Every line in the listing is to be echoed verbatim.

::::::::

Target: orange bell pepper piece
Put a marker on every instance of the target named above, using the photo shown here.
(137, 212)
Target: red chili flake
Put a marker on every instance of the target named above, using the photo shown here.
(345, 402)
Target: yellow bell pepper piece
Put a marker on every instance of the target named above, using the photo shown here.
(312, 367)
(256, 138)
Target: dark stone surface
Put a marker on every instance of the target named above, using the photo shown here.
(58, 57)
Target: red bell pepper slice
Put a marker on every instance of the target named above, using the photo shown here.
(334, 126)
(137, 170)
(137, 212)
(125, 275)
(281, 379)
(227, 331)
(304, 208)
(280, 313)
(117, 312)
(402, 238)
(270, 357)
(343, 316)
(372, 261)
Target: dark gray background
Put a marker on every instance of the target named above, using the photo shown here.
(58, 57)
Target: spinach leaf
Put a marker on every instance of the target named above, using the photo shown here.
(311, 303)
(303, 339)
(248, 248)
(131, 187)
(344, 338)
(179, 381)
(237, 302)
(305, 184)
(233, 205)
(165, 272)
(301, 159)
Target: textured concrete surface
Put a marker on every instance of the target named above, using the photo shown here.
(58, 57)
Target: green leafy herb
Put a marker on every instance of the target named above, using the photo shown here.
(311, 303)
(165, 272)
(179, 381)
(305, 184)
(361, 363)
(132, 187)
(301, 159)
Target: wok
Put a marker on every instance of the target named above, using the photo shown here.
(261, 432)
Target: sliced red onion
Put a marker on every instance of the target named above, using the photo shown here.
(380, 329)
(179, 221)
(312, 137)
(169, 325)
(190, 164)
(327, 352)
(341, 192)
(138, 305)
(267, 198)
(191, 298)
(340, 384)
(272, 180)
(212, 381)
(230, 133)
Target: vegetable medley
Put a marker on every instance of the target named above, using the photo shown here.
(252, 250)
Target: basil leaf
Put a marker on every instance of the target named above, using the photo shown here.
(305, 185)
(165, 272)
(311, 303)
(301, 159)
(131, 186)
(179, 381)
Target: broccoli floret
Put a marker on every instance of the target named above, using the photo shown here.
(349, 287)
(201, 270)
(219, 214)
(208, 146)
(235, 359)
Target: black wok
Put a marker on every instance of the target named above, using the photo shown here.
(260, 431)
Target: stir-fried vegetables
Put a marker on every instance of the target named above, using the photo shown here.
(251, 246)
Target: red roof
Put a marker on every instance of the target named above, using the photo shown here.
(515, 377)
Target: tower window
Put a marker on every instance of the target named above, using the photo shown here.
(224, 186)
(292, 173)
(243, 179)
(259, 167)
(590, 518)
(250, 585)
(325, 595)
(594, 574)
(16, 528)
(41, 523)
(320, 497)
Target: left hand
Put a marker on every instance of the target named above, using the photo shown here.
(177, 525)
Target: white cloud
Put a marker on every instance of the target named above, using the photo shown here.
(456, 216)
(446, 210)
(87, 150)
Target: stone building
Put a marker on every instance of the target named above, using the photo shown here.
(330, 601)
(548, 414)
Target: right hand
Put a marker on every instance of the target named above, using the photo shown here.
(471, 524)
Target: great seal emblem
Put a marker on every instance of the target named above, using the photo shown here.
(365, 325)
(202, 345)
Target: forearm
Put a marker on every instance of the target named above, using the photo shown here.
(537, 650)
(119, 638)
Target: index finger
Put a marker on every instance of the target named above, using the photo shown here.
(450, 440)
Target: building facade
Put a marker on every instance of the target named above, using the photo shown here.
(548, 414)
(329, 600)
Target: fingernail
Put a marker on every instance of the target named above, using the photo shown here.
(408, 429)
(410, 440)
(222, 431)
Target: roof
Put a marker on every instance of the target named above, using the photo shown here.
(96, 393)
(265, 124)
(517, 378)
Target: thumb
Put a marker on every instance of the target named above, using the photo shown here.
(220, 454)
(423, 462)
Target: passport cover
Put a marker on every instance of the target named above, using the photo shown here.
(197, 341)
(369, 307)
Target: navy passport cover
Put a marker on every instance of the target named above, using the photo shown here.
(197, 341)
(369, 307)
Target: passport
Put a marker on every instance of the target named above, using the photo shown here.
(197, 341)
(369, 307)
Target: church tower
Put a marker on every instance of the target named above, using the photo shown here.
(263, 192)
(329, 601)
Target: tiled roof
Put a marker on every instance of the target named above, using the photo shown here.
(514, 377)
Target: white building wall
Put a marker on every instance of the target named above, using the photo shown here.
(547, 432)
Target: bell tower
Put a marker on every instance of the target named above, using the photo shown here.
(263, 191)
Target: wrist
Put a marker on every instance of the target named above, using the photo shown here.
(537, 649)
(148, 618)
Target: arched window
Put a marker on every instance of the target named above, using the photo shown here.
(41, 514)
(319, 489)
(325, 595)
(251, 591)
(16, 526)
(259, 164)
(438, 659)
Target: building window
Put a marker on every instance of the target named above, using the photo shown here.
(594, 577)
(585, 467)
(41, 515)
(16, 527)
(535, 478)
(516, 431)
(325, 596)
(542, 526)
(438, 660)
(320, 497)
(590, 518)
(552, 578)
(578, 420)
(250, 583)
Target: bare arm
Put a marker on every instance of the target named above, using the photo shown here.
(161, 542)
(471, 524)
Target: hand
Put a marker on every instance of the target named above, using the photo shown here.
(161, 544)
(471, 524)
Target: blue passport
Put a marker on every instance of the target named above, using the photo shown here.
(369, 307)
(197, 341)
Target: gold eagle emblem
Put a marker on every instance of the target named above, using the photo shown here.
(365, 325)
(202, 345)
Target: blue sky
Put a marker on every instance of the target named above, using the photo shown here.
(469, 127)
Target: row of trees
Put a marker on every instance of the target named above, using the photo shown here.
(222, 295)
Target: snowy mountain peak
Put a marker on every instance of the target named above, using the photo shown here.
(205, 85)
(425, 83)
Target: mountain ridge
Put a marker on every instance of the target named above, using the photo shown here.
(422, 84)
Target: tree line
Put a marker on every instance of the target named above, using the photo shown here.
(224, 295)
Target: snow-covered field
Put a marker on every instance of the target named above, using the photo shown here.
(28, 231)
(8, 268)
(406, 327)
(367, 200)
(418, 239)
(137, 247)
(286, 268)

::::::::

*Written reply*
Target: orange bell pepper piece
Put a marker on every instance of the target named above, using the photo shown here.
(137, 212)
Target: red chili flake
Put a marker on every instance of the target named above, using the photo shown here.
(345, 402)
Target: yellow bell pepper piece
Put a marker on every instance of the target named above, using the photo shown here.
(312, 367)
(256, 138)
Target: dark stone surface
Put a marker on every instance of the target named above, using the photo shown here.
(58, 57)
Target: red bell pepper slice
Put a marker on every instance of the target named above, using the photo shown here.
(334, 126)
(137, 170)
(137, 212)
(125, 275)
(281, 379)
(227, 331)
(304, 208)
(280, 313)
(117, 312)
(402, 238)
(270, 357)
(343, 316)
(372, 261)
Target: dark gray background
Put a marker on every instance of the target named above, using the photo shown here.
(58, 57)
Target: spinach leaf
Put a marker on every instance of the target named above, using the photo shown here.
(311, 303)
(303, 339)
(248, 248)
(131, 187)
(344, 338)
(179, 381)
(237, 302)
(305, 184)
(233, 205)
(165, 272)
(301, 159)
Target: textured concrete surface
Put a marker on every instance of the target named above, using the photo shown here.
(58, 57)
Target: green leafy herb
Put a marker on every instance of the target named above, using the photo shown here.
(311, 303)
(165, 272)
(179, 381)
(305, 184)
(361, 363)
(132, 187)
(301, 159)
Target: wok
Put a marker on every instance of the target named above, using the photo shown here.
(261, 432)
Target: sliced red onion
Put a marker on every instance of the target named above, using the photo shown here.
(380, 329)
(179, 221)
(312, 137)
(169, 325)
(190, 164)
(327, 352)
(341, 192)
(138, 305)
(267, 198)
(191, 298)
(340, 384)
(272, 180)
(212, 381)
(230, 133)
Target: vegetable medley
Put a marker on every instance of the target named above, using the photo shown here.
(252, 250)
Target: basil leaf
Put a marker on every instance of the target named above, using the photo shown here.
(305, 185)
(165, 272)
(311, 303)
(301, 159)
(131, 186)
(179, 381)
Target: broccoli floret
Put a marker on every instance of the target named above, using the photo shown here.
(349, 287)
(201, 270)
(219, 214)
(208, 146)
(235, 359)
Target: black wok
Put a marker on every instance of the target named above, using the photo shown here.
(260, 431)
Target: stir-fried vegetables
Put a marker on every instance of the target named above, using the photo shown here.
(251, 246)
Target: red roof
Put a marker on every instance of the target named above, using the photo shown here.
(515, 377)
Target: tower window
Put a marker on every instance of the target named above, using the photo shown here.
(224, 186)
(292, 173)
(243, 179)
(259, 167)
(590, 518)
(250, 585)
(325, 595)
(594, 574)
(16, 528)
(41, 523)
(320, 497)
Target: left hand
Put a marker on every instance of the target named above, using the photo shown here.
(177, 525)
Target: white cloud
Put a marker on every instance of the target named above, using the photo shown here.
(456, 216)
(446, 210)
(87, 150)
Target: stone building
Put a marker on every instance of the target named above, using the photo shown here.
(330, 601)
(548, 414)
Target: right hand
Put a marker on every instance of the target named above, using the photo shown here.
(471, 524)
Target: great seal emblem
Put a marker on every instance of the target named above, using the photo shown here.
(365, 325)
(202, 345)
Target: forearm
Put a marker on every instance of the target named above, using the photo shown here.
(537, 650)
(119, 638)
Target: index finger
Put a marker on every instance of the target named above, using the photo shown here.
(450, 440)
Target: building facade
Put a marker on every instance of the target named above, using the photo shown here.
(548, 414)
(329, 600)
Target: fingernail
Put a marker on every instance of the target named above, using the photo shown here.
(408, 429)
(410, 440)
(222, 431)
Target: roof
Put a marker on every instance of the target named above, using the photo shown here.
(96, 393)
(265, 124)
(517, 378)
Target: thumb
Put a marker on every instance of the target named above, using the photo shown here.
(220, 454)
(423, 462)
Target: passport cover
Put a marker on every instance of the target named above, using the photo shown here.
(197, 341)
(369, 307)
Target: navy passport cover
Put a marker on every instance of the target named above, using the photo shown here.
(197, 341)
(369, 307)
Target: passport
Put a marker on every instance of the target named above, using the photo shown here.
(197, 341)
(369, 307)
Target: church tower
Put a marker on every instance of the target named above, using the photo shown here.
(263, 192)
(329, 601)
Target: tiled roof
Put a marker on every instance of the target named above, using the photo shown here.
(514, 377)
Target: white building wall
Put a marker on every instance of the target named above, using the photo shown here.
(547, 432)
Target: bell tower
Put a marker on every instance of the target named above, using the photo shown here.
(263, 191)
Target: wrist
Put a marker on every instance of the target named above, using the photo shown here.
(537, 649)
(148, 618)
Target: arched window
Put a marker on every instance of the target named above, using the photo shown here.
(41, 514)
(319, 489)
(325, 595)
(251, 591)
(16, 526)
(259, 164)
(438, 659)
Target: building window
Put a marker on every instance of the target named above, using the photo shown here.
(594, 577)
(585, 467)
(41, 515)
(16, 527)
(535, 478)
(516, 431)
(325, 596)
(542, 526)
(438, 660)
(320, 497)
(590, 518)
(552, 578)
(578, 420)
(250, 583)
Target: bare arm
Put a marker on every instance of the target named above, using the photo shown here.
(161, 542)
(471, 524)
Target: hand
Put a marker on every instance of the target named above, using the photo shown here.
(161, 544)
(471, 524)
Target: blue passport
Put a marker on every instance of the target named above, using the photo shown here.
(369, 307)
(197, 341)
Target: gold eagle emblem
Put a marker on every instance of the target named above, using the photo shown here.
(365, 325)
(202, 345)
Target: blue sky
Put a marker on every instance of the target named above, using the photo shown here.
(469, 127)
Target: row of trees
Put a marker on every instance of the target named above, using the photo shown here.
(222, 295)
Target: snowy mountain peak
Put a marker on every instance of the target named above, using the photo shown here.
(205, 85)
(425, 83)
Target: mountain ridge
Put a marker on every instance of the target named above, using the photo shown here.
(422, 84)
Target: tree line
Put a marker on every instance of the target named above, using the photo shown here.
(224, 295)
Target: snow-covered field
Put a marker on every instance of the target named above, using the photo shown here.
(28, 231)
(8, 268)
(406, 327)
(367, 200)
(418, 239)
(137, 247)
(286, 268)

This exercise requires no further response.